### Work to be completed
Each line that contains "below" needs to be copied from the listing.
==============================
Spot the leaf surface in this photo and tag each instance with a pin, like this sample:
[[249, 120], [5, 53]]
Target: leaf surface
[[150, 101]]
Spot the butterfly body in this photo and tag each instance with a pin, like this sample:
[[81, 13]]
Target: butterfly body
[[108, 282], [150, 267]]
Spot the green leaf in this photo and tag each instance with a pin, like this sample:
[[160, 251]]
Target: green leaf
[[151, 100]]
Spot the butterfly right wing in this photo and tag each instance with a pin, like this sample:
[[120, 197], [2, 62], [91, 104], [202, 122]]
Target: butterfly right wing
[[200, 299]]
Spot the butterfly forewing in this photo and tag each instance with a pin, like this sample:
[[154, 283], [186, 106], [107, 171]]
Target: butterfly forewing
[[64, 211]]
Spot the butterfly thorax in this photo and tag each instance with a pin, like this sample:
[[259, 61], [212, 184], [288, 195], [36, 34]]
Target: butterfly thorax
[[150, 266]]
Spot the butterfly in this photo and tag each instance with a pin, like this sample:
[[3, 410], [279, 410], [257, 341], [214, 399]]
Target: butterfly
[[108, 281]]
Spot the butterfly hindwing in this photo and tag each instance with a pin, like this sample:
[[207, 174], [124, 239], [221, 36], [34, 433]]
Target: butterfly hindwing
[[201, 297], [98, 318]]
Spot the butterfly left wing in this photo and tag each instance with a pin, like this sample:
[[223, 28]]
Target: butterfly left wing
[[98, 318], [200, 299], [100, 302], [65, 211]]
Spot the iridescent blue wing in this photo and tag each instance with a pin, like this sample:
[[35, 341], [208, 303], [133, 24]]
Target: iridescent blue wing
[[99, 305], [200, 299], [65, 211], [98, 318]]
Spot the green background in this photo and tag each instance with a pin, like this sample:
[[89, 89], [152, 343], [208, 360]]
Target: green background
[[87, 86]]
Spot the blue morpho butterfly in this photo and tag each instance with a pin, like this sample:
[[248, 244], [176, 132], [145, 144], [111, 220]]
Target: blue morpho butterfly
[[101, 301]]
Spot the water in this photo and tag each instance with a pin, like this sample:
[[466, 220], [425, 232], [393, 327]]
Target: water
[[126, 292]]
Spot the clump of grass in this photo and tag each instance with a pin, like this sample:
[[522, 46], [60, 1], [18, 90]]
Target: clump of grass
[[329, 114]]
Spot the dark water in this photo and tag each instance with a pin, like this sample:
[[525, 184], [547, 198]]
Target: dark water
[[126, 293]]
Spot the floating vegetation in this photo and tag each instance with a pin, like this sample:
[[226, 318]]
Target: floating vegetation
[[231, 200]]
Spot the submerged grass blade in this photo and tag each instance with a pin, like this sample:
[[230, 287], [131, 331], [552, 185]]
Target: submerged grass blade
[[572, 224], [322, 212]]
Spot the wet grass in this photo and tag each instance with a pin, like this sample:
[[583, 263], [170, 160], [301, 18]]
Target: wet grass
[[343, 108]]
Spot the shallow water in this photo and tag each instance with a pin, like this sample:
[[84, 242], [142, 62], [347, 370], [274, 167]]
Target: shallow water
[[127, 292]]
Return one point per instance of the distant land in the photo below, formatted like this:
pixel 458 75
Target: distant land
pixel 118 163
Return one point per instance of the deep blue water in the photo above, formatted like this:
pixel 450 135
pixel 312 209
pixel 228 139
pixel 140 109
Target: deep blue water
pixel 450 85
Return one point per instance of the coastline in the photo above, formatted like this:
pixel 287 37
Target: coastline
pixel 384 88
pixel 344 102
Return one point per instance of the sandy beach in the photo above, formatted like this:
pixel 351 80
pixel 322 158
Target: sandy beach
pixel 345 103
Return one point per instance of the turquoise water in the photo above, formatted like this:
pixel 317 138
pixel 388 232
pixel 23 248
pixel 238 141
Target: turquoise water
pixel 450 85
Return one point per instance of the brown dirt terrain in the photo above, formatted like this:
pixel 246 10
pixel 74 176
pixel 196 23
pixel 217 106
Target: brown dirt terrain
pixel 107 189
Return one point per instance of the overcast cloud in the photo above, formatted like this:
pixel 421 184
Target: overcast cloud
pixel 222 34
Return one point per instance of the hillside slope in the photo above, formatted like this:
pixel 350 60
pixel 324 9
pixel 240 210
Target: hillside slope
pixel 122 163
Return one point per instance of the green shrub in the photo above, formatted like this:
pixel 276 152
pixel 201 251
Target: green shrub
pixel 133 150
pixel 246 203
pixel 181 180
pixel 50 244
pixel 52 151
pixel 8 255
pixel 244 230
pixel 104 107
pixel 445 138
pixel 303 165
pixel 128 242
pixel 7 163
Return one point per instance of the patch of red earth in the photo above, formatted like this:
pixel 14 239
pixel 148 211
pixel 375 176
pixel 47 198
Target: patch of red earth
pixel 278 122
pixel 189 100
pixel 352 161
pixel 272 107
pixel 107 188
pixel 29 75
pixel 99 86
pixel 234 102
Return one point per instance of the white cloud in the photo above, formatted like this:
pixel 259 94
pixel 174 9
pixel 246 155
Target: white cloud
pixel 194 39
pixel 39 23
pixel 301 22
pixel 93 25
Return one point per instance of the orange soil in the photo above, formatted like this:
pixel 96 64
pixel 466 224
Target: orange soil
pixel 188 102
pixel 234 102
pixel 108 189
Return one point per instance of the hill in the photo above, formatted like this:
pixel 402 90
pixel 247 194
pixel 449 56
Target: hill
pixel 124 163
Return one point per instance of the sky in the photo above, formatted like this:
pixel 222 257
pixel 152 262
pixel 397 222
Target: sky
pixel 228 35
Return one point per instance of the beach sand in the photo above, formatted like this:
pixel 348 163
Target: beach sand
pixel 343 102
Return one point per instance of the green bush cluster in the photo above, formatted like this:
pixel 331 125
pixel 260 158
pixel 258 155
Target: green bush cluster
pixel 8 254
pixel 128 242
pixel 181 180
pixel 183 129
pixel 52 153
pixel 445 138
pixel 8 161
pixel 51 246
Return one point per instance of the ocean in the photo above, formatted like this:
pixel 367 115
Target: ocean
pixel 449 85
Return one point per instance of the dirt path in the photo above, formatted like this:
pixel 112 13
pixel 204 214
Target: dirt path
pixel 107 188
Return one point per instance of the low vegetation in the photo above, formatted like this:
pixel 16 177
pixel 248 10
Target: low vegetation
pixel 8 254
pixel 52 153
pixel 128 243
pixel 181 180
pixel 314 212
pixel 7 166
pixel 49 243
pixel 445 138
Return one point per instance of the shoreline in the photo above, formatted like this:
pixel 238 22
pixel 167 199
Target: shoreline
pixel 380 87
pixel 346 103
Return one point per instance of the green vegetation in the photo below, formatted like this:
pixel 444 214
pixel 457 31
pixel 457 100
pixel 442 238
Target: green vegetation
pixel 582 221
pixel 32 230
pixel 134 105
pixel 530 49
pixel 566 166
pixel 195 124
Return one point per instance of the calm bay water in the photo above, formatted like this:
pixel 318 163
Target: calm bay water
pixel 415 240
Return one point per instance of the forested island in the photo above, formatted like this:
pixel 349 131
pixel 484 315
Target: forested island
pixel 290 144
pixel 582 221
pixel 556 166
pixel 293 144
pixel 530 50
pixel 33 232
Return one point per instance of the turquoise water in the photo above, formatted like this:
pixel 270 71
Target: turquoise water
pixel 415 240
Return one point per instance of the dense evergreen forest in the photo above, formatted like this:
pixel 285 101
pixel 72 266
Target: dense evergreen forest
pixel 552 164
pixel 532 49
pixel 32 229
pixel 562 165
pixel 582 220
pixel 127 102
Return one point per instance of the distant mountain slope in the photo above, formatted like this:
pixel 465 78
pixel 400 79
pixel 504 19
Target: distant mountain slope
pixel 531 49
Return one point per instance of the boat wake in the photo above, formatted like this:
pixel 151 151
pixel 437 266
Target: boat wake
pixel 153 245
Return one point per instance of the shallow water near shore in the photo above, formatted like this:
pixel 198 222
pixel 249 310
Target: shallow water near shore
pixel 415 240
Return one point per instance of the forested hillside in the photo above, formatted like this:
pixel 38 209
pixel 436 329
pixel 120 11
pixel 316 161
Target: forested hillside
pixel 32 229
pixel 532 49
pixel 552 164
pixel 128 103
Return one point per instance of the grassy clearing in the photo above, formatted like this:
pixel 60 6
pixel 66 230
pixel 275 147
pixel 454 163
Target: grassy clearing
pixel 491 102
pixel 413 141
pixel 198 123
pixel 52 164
==============================
### Reply to the exercise
Return one point per instance of the distant land in the photo below, formatted like this:
Return one point per instance of the green vegetation in the photo below, formatted like this:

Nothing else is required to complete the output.